» EXCERPTED TEXT
The results from the statistical modelling performed for the purpose of the study show that a comprehensive intervention is needed for financially unwell households to become financially well.

Such a comprehensive intervention should be more multi-faceted than merely providing social grants, social housing, free services and financial products. The said grants, housing and services may prevent financially unwell households from becoming even more financially unwell. But putting households on a path of financial wellness growth will necessitate high quality education, enhancement of their financial literacy and financial capabilities, improving their understanding of the need and role of financial advisers, -planning and -products for their quality of life, making such planning and products accessible and affordable while also customising it to their needs and programmes to improve their social empowerment (to take control of their own lives and financial situations).

An innovative approach to understanding the financially well and financially unwell groups used in this study was to determine the human needs structures of these two broader wellness groups. This was done by using Maslow’s hierarchy of needs which postulates that humans have five needs levels, namely physiological, safety, social (love and belonging), esteem and self-actualization needs. Although prior research might differ on the number of levels in the hierarchy of financial needs, the consensus view is that short-term basic financial needs are considered lower level savings goals; financial security needs are middle level; and self-actualisation are at the top of the human needs pyramid. Parallel to the increase in financial needs is also the rise in sophistication of the products utilised to fulfil those financial needs. For example, lower level financial needs could be satisfied by the utilisation of a transaction or savings accounts, but shares or exchange traded funds can be utilised to provide growth at the higher end of the needs hierarchy.

» WORK INSTRUCTION
Carry on the passage about household financial wellness, starting right after its final sentence.

» SUPPLIED INFORMATION

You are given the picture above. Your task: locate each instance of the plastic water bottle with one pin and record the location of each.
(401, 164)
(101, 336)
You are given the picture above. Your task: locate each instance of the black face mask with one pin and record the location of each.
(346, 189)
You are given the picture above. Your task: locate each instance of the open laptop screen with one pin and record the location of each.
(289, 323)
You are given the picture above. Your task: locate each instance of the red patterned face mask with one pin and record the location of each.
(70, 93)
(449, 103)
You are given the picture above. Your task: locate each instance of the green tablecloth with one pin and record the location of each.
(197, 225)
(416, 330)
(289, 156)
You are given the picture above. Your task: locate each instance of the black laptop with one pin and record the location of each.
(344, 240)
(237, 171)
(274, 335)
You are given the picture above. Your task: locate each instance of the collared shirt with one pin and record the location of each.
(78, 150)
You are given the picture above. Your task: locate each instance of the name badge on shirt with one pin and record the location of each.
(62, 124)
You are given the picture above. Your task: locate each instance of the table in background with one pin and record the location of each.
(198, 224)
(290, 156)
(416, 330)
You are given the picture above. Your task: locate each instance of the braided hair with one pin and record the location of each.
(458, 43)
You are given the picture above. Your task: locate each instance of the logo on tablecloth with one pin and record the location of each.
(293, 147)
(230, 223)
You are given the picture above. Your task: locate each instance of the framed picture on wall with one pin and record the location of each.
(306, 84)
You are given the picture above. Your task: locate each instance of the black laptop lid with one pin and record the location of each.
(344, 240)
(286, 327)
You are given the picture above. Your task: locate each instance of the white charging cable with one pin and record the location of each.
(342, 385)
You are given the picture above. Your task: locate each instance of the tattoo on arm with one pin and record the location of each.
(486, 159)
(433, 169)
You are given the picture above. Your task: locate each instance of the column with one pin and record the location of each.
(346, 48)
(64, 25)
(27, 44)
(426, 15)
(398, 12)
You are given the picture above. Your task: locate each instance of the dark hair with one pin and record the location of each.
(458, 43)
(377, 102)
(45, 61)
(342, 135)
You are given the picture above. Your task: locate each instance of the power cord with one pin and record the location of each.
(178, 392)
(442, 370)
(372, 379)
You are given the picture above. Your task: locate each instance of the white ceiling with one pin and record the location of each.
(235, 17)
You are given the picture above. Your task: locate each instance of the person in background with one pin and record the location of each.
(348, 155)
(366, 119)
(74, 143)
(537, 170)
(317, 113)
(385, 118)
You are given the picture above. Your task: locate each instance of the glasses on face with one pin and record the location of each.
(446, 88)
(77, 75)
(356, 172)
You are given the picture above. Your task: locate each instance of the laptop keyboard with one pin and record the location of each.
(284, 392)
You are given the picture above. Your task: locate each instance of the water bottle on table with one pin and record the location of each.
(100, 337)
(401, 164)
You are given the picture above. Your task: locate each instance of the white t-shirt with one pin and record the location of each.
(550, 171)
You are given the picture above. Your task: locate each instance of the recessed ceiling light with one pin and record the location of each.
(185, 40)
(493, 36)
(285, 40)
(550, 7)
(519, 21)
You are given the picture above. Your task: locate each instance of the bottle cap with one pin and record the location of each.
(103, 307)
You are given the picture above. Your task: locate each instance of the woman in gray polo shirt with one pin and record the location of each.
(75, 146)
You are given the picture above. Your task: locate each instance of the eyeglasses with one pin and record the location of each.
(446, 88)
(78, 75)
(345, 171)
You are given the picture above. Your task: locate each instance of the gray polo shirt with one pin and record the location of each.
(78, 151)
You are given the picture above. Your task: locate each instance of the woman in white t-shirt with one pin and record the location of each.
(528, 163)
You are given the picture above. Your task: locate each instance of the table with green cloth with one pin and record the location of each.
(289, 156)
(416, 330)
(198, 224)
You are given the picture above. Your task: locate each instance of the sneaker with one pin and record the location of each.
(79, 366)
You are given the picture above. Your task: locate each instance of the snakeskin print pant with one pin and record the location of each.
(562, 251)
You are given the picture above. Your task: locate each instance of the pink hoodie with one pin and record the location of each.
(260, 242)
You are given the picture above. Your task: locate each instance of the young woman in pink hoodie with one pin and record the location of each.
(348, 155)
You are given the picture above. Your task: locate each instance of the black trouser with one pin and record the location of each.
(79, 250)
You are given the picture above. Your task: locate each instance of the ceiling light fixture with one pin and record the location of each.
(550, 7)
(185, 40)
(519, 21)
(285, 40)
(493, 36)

» RESULT FOR THIS EXERCISE
The results of this study also show that financially well households spend proportionately less on physiological needs such as groceries and clothing (than financially unwell households). They therefore can fulfil other needs such as insurance and medical cover and saving more money. Financially well households succeed in ensuring that their safety needs are sufficiently addressed by obtaining short-term insurance, life and disability insurance and incurring affordable debt. Financially well households are also good at addressing their social needs via financial behaviour aimed at ensuring that they are financially well, i.e. they formulate financial plans, set the correct financial goals, update the plans and goals regularly and monitor the financial outcomes coming from such plans.

Based on the findings of this research project, as well as discussions based on the findings of this project, ten behaviour checks were identified by the Unisa research team that could assist households on their financial wellness journeys, namely (1) actionable high quality market-related skills, (2) continuous growth in personal (i.e. cognitive, communication and social) skills, (3) personal empowerment and self-efficacy, (4) financial literacy, (5) financial capability, (6) full financial inclusion, (7) financial planning by making use of qualified financial advisers, (8) assisted and informed portfolio composition including financial coaching, (9) long-term consumption smoothing, increased savings and preparation for retirement and (10) continuous monitoring and evaluation of financial outcomes.

It is clear from this list that in order to ensure broad-based poverty reduction, household financial wellness growth and thereby the reduction of stark household financial inequalities, there needs to be a national mind shift away from protectionist, redistributive and interventionist social policies towards policies geared at ensuring skills growth, personal empowerment, financial literacy and capability creation, the use of financial advisers and coaches/mentors and the direct monitoring of financial capability and wealth outcomes.